# Source document:
---
Re: Jesse's feedback on HTTP/2 header compression from Tatsuhiro Tsujikawa on 2013-08-30 (ietf-http-wg@w3.org from July to September 2013)

From: Tatsuhiro Tsujikawa <tatsuhiro.t@gmail.com>
Date: Sat, 31 Aug 2013 00:00:15 +0900
To: Jesse Wilson <jesse@swank.ca>
Cc: "ietf-http-wg@w3.org" <ietf-http-wg@w3.org>
Message-ID: <CAPyZ6=K8wjubULP4d1ALcYcm6PHANY2hBxBBxMfrwTx=ZwAyRw@mail.gmail.com>
On Thu, Aug 29, 2013 at 5:44 PM, Jesse Wilson <jesse@swank.ca> wrote:

> I'm implementing HTTP/2 and would like to point out some rough edges! I
> don‘t have many specific recommendations; that can come later. Overall I’m
> very happy with the direction of HPACK and HTTP/2.0.
>
>
> State management is hard
>
> The spec is ambiguous in a few places. My first attempt at a reference set
> was a bitset that tracked which entry indices were set. This doesn‘t work
> well. I actually would need to track two bits of state per entry: whether
> it has been emitted for the current header set, and also whether it is in
> the reference set for the next round. Ugly. The set doesn’t offer much
> guidance here.
---
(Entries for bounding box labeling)
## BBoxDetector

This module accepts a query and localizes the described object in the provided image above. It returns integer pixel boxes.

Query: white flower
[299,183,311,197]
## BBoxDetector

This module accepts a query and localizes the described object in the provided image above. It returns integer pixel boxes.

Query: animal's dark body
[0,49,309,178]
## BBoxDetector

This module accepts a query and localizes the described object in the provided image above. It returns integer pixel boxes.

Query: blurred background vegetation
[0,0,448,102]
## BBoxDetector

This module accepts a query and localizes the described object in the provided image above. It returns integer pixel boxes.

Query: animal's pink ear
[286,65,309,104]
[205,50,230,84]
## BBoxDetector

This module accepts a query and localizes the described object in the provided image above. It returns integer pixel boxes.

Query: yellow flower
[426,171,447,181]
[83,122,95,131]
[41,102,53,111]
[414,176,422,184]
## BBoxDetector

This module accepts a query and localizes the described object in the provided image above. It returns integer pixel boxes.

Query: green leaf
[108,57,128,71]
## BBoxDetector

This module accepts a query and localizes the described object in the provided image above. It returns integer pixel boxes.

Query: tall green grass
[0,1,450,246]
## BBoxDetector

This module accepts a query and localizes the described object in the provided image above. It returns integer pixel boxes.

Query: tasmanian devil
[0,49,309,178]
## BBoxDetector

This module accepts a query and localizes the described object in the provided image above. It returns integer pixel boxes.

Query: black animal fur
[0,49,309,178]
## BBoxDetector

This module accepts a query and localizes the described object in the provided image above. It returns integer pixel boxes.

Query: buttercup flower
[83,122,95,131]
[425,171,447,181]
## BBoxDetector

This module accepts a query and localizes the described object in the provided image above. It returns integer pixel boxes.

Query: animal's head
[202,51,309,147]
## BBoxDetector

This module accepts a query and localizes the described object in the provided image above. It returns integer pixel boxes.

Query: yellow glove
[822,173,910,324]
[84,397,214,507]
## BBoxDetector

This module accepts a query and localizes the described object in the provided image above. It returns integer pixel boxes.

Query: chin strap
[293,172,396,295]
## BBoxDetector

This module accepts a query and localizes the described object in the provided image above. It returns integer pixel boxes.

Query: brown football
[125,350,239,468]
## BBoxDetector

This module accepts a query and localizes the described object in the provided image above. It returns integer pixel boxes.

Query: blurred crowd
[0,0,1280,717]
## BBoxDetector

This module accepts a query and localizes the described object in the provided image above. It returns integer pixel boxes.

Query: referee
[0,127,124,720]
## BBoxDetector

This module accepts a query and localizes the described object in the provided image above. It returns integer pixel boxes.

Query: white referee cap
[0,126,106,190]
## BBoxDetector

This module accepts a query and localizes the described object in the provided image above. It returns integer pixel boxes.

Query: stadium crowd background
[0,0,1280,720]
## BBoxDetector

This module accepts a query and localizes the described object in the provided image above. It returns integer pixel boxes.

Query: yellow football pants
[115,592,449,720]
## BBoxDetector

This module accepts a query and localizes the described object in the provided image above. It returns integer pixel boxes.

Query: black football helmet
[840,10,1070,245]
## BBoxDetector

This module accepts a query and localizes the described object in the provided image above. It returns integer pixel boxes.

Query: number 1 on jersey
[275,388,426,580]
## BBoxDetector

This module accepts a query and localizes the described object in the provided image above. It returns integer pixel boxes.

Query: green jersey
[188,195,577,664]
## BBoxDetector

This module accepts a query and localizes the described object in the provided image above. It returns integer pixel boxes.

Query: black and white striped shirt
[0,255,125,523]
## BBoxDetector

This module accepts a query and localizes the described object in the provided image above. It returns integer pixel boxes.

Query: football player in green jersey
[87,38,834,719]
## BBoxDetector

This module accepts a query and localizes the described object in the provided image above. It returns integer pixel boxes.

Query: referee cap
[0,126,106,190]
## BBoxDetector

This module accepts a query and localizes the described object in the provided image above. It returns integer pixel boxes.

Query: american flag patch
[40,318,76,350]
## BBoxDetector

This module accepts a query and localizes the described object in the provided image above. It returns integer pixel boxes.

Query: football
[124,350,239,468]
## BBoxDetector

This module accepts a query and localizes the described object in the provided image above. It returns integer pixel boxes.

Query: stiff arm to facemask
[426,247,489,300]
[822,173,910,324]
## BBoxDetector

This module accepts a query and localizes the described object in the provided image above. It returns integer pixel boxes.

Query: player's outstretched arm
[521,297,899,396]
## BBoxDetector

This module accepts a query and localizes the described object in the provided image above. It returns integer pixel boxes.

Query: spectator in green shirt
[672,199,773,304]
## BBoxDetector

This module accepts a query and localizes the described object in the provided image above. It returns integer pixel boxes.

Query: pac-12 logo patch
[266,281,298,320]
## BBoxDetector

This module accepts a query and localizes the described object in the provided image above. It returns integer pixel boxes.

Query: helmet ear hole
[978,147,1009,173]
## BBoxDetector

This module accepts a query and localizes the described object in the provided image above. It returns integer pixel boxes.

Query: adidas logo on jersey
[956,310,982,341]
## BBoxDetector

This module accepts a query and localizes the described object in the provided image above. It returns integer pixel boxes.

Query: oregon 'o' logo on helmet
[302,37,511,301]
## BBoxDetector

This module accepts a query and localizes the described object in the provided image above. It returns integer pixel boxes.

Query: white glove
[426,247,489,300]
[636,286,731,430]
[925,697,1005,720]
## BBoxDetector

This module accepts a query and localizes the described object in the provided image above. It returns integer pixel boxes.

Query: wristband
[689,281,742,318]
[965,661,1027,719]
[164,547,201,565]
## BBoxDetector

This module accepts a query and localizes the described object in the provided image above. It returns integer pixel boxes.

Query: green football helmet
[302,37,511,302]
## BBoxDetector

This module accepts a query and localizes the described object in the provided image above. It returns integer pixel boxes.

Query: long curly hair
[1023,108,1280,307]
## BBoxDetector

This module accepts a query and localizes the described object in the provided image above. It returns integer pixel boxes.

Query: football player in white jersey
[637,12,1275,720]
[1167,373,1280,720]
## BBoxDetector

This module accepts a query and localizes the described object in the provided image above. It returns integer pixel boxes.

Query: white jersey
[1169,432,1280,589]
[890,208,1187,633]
---
# What to do:
From the message on HTTP/2 header compression, extract the passage starting at "Re: Jesse's feedback" and ending at "HPACK and HTTP/2.0.", copying it word for word.

# Solution for this problem:
Re: Jesse's feedback on HTTP/2 header compression from Tatsuhiro Tsujikawa on 2013-08-30 (ietf-http-wg@w3.org from July to September 2013)

From: Tatsuhiro Tsujikawa <tatsuhiro.t@gmail.com>
Date: Sat, 31 Aug 2013 00:00:15 +0900
To: Jesse Wilson <jesse@swank.ca>
Cc: "ietf-http-wg@w3.org" <ietf-http-wg@w3.org>
Message-ID: <CAPyZ6=K8wjubULP4d1ALcYcm6PHANY2hBxBBxMfrwTx=ZwAyRw@mail.gmail.com>
On Thu, Aug 29, 2013 at 5:44 PM, Jesse Wilson <jesse@swank.ca> wrote:

> I'm implementing HTTP/2 and would like to point out some rough edges! I
> don‘t have many specific recommendations; that can come later. Overall I’m
> very happy with the direction of HPACK and HTTP/2.0.